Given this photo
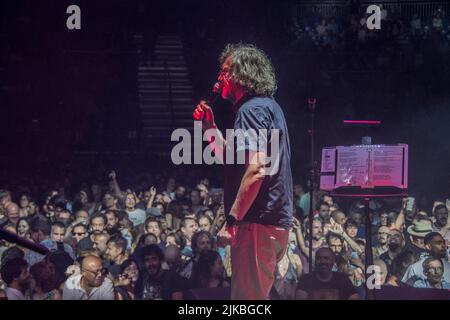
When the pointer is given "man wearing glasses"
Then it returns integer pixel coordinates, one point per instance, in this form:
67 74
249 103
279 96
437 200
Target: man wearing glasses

++++

## Exercise description
An exact copy of each entry is required, minus the pictures.

## Answer section
Given this photo
When the pointer is given "man wearing glasses"
Then it returns integer pixel coordinates, one point per instance, in this form:
67 74
249 103
279 96
437 200
Target: man wearing glasses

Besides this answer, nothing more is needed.